## [Arbeitsauftrag]
Aktualisiere im Demonstrationsbericht den Abschnitt zwischen „Wie auch immer, wir“ und „in Flammen steht.“ einschließlich, indem du „Tränengas“ durch „Reizgas“ ersetzt.

Wie auch immer, wir kommen zurück zum Zugang des Boulevards nahe der Kreuzung mit der Rue du Château d’Eau. Wir sind ein wenig zurückgefallen, als zu unserer Rechten ein Shiva– Laden (eine Geschäft für Haushaltswaren, das unter anderem für seine besonders sexistischen Anzeigen bekannt ist) im Arsch geht. Fast sofort hagelt es Tränengas und gleichzeitig ziehen große schwarze Wolken von Qualm in unsere Richtung, die von einem Feuer vor dem Gewerkschaftshaus kommen. Viele von uns fragen sich, was los ist. Wir werden sehen, dass es sich um eine große Fertigteilbaustelle handelt, die direkt vor der bourse du travail in Flammen steht.
Wir können nicht genug betonen, wie vorsichtig wir mit dem Einsatz von Feuer sein müssen, dessen Folgen einfach katastrophal sein können. Nun, die Polizei nutzt es aus, um alle mit viel Tränengas zurückzudrängen. Sie nebeln den Magenta Boulevard ein, alle Fluchtwege an der Seite sind von Polizisten besetzt, wir können nur zur Metrostation Jaques Bonsergent zurückkehren, während wir uns unsere Lunge aus dem Leib husten. Es ist immer noch sehr eng und Tausende von Menschen sind mit Schutzausrüstung gekommen. Zu diesem Zeitpunkt wissen wir noch nicht, wie groß die Demo wirklich ist. Viele Menschen, die nicht kämpfen wollten, bewegen sich rückwärts. Wir werden später erfahren, dass mehrere tausend Menschen am Valmy Kai, wo es nur wenige Zusammenstöße gab, den Ort umgangen haben.(7) Gut für sie, gut für die anderen.

## [Lokalisierungsdaten mit einem Punkt pro Instanz]
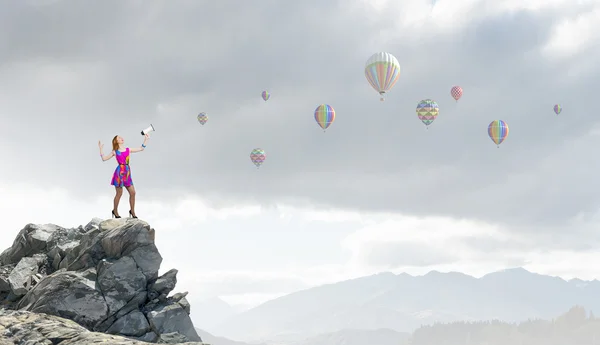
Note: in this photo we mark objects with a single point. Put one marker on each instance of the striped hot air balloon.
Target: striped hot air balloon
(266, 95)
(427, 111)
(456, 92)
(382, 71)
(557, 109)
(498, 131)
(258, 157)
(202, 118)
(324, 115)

==

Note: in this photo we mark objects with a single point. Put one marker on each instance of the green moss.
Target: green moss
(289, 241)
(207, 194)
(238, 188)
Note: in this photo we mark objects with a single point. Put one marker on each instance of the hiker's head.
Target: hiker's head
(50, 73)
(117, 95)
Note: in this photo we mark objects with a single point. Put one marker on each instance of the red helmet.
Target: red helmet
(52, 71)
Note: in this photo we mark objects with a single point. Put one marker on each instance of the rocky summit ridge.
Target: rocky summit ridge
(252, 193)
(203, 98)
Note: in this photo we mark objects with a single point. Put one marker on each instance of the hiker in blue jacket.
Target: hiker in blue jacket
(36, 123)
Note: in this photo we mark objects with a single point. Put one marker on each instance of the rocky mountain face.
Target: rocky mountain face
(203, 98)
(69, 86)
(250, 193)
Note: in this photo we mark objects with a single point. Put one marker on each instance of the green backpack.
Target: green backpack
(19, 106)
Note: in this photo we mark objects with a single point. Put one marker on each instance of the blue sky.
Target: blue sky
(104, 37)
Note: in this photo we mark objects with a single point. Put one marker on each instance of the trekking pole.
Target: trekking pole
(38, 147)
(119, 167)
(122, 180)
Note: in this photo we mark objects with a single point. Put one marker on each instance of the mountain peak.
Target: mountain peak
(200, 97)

## [Ergebnis der Übung]
Wie auch immer, wir kommen zurück zum Zugang des Boulevards nahe der Kreuzung mit der Rue du Château d’Eau. Wir sind ein wenig zurückgefallen, als zu unserer Rechten ein Shiva– Laden (eine Geschäft für Haushaltswaren, das unter anderem für seine besonders sexistischen Anzeigen bekannt ist) im Arsch geht. Fast sofort hagelt es Reizgas und gleichzeitig ziehen große schwarze Wolken von Qualm in unsere Richtung, die von einem Feuer vor dem Gewerkschaftshaus kommen. Viele von uns fragen sich, was los ist. Wir werden sehen, dass es sich um eine große Fertigteilbaustelle handelt, die direkt vor der bourse du travail in Flammen steht.